━━ Verilen metin

Enbiyâ Suresi 79. Ayet


Arapça

فَفَهَّمْنَاهَا سُلَيْمَانَ وَكُلًّا آتَيْنَا حُكْمًا وَعِلْمًا وَسَخَّرْنَا مَعَ دَاوُودَ الْجِبَالَ يُسَبِّحْنَ وَالطَّيْرَ وَكُنَّا فَاعِلِينَ


Türkçe Okunuşu

Fe fehhemnâhâ suleymân(suleymâne), ve kullen âteynâ hukmen ve ılmen ve sehharnâ mea dâvudel cibâle yusebbihne vet tayr(tayre), ve kunnâ fâılîn(fâılîne).


Kelimeler

fe o zaman, böylece
fehhemnâ-hâ (fehime) biz bunu, ona anlattık, öğrettik (anlamasını sağladık) (anladı)
suleymâne Süleyman
ve kullen ve hepsi
âteynâ biz verdik
hukmen hüküm
ve ılmen ve ilim
ve sehharnâ ve boyun eğdirdik, emrine verdik
mea beraber
dâvude Davud (A.S)
el cibâle dağlar
yusebbihne tesbih ediyorlar
ve et tayre ve kuşlar
ve kun-nâ ve biz olduk
fâılîne yapanlar

Mealler

Abdullah-Ahmet Akgül Meali Biz bunu (hükmü) Süleyman'a kavrattık; (Nebilerin) her birine hüküm ve ilim verdik. Davud ile birlikte tesbih etsinler diye, dağlara ve kuşlara boyun eğdirdik. (Bütün bunları) Yapanlar Biz idik.
Abdulbaki Gölpınarlı Meali O hükmü, biz anlatmıştık Süleyman'a ve hepsine de peygamberlik ve bilgi vermiştik ve beraberce Tanrıyı tenzih etmek için dağları ve kuşları, Davud'a ram ettik ve bunları yaptık, gücümüz yeter yapmaya.

━━━━

▶ **Görev A**
Enbiyâ Suresi 79. ayet metninde "Abdullah-Ahmet Akgül Meali" ile başlayıp "Yapanlar Biz idik." ifadesine kadar giden bölümü birebir çoğaltın.
Metin ile kayıtlar birbirinden farklı kaynaklardan alınmıştır.

━━ Verilen kayıtlar

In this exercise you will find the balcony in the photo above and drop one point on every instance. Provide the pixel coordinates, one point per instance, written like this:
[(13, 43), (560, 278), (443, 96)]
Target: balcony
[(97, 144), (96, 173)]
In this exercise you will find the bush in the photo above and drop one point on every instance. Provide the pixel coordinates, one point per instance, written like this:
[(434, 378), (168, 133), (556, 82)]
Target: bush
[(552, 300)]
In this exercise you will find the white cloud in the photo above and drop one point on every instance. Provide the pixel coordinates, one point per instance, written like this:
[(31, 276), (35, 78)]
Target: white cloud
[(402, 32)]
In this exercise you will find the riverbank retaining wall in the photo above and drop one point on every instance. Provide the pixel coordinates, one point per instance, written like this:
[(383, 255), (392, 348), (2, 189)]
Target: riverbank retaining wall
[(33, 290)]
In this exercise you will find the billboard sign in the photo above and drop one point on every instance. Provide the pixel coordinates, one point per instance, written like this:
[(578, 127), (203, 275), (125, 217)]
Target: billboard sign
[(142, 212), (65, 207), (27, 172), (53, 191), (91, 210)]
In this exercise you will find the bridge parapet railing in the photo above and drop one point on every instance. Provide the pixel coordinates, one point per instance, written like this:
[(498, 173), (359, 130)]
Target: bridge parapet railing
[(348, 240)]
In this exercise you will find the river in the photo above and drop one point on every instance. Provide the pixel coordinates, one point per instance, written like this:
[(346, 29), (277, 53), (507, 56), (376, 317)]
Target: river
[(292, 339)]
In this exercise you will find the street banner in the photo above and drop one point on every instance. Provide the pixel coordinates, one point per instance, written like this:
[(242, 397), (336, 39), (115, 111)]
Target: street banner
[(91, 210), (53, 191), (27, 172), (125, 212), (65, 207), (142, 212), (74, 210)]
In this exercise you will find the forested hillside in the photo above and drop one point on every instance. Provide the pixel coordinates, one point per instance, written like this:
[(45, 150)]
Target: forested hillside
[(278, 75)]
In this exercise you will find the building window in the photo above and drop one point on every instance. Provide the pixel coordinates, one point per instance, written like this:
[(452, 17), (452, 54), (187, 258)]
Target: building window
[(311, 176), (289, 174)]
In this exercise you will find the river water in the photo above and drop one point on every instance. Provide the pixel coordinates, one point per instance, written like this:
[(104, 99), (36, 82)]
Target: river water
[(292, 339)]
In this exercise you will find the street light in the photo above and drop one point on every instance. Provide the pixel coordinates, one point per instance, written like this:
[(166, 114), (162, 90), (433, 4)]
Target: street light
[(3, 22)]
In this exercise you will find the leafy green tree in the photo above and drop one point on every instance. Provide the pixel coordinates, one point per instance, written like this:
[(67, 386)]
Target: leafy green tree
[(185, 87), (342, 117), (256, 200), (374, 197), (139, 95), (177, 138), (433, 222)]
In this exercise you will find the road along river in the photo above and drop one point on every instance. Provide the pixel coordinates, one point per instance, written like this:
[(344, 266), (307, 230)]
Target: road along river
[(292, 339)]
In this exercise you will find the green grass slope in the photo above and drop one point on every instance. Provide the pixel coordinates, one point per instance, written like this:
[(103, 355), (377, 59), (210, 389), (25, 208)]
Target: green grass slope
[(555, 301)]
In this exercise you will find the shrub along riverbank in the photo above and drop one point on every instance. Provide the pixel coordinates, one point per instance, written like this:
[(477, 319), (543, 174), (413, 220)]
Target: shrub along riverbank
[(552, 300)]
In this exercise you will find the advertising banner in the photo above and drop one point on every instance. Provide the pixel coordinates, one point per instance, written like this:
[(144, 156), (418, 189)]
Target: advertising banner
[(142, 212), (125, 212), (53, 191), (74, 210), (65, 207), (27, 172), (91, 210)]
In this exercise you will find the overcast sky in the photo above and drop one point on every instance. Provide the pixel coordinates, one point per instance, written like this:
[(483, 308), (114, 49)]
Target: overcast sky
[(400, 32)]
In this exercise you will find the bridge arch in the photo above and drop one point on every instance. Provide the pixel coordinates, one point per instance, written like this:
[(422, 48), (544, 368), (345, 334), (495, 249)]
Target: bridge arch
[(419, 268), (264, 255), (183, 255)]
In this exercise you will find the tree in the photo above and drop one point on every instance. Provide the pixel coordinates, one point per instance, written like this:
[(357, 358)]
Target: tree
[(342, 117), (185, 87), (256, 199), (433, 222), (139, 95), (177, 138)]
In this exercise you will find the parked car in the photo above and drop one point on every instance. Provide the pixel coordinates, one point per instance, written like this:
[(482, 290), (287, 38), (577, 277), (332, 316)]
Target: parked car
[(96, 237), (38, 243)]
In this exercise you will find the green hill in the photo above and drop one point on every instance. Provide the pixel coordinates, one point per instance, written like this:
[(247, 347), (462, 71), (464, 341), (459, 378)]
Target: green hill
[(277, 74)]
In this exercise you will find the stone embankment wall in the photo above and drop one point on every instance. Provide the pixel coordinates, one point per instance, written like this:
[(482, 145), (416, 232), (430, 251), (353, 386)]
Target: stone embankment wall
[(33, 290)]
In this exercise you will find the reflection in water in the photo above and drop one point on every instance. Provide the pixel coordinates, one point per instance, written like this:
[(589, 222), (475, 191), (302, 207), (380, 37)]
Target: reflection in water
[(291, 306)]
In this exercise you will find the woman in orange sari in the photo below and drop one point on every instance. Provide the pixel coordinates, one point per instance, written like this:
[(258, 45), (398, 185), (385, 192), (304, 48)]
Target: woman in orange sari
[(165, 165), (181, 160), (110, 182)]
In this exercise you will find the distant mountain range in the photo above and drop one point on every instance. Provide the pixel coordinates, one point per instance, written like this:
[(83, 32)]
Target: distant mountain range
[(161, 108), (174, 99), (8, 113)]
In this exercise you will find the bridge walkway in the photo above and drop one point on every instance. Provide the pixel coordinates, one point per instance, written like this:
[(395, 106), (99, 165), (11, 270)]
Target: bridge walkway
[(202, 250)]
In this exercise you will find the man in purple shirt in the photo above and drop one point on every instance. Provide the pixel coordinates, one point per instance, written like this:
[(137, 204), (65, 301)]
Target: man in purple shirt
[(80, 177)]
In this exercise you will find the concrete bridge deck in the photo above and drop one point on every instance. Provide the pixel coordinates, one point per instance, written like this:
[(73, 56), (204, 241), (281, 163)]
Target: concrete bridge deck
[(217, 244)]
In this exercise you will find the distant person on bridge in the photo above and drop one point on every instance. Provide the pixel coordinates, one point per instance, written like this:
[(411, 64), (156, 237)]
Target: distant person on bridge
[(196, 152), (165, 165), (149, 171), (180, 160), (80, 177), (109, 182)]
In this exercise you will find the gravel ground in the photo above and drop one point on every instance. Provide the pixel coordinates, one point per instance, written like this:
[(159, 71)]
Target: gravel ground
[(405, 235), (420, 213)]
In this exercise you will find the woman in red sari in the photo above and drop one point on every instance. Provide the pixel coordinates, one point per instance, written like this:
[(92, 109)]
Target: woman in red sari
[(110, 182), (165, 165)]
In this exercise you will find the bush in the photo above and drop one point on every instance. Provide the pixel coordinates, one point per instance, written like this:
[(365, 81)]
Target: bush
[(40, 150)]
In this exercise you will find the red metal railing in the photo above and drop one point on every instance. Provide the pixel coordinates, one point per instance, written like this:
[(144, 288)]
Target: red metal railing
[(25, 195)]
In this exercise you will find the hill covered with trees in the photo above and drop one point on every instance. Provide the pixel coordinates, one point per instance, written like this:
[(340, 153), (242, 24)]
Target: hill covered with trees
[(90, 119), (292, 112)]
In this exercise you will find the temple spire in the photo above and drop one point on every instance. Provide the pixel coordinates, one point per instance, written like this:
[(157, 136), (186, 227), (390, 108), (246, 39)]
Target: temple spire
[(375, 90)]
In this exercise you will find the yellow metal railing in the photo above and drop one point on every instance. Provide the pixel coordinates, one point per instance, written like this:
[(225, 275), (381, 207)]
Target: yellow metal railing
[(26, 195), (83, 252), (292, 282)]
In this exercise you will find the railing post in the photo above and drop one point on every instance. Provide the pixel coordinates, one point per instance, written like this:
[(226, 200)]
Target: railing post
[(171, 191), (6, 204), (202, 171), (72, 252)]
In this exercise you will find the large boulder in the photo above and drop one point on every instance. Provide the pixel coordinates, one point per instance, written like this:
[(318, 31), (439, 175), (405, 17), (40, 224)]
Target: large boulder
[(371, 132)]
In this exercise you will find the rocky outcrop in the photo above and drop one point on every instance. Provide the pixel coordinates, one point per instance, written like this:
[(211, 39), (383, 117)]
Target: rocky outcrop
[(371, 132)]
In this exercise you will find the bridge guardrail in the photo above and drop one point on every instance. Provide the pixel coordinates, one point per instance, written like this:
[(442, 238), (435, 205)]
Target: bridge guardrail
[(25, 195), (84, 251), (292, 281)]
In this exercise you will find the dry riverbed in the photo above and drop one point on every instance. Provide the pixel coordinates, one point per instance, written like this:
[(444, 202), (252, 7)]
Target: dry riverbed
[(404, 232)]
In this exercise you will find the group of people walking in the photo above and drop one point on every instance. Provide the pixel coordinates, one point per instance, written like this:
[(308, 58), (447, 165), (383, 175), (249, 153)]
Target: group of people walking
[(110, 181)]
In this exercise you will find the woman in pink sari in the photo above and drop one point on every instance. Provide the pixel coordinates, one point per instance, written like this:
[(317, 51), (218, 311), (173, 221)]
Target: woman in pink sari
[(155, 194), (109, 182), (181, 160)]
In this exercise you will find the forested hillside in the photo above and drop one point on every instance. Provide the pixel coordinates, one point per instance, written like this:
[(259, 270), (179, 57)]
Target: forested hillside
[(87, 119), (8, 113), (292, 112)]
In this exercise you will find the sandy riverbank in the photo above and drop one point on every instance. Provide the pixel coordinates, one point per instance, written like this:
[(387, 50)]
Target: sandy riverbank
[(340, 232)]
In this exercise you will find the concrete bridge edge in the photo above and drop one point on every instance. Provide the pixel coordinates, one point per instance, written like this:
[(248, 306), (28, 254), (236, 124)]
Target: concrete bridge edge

━━━━

▶ **Görev B**
Kayıtların ilk satırından başlayıp "[(402, 32)]" geçen satıra kadar (o satır da dahil) uzanan kısmı, "Target" yerine "Label" koyarak yeniden yazın. Geri kalan her şeyi olduğu gibi bırakın ve yalnızca bu satırları verin.

▶ **Alıştırma çıktısı A**
Abdullah-Ahmet Akgül Meali Biz bunu (hükmü) Süleyman'a kavrattık; (Nebilerin) her birine hüküm ve ilim verdik. Davud ile birlikte tesbih etsinler diye, dağlara ve kuşlara boyun eğdirdik. (Bütün bunları) Yapanlar Biz idik.

▶ **Alıştırma çıktısı B**
In this exercise you will find the balcony in the photo above and drop one point on every instance. Provide the pixel coordinates, one point per instance, written like this:
[(13, 43), (560, 278), (443, 96)]
Label: balcony
[(97, 144), (96, 173)]
In this exercise you will find the bush in the photo above and drop one point on every instance. Provide the pixel coordinates, one point per instance, written like this:
[(434, 378), (168, 133), (556, 82)]
Label: bush
[(552, 300)]
In this exercise you will find the white cloud in the photo above and drop one point on every instance. Provide the pixel coordinates, one point per instance, written like this:
[(31, 276), (35, 78)]
Label: white cloud
[(402, 32)]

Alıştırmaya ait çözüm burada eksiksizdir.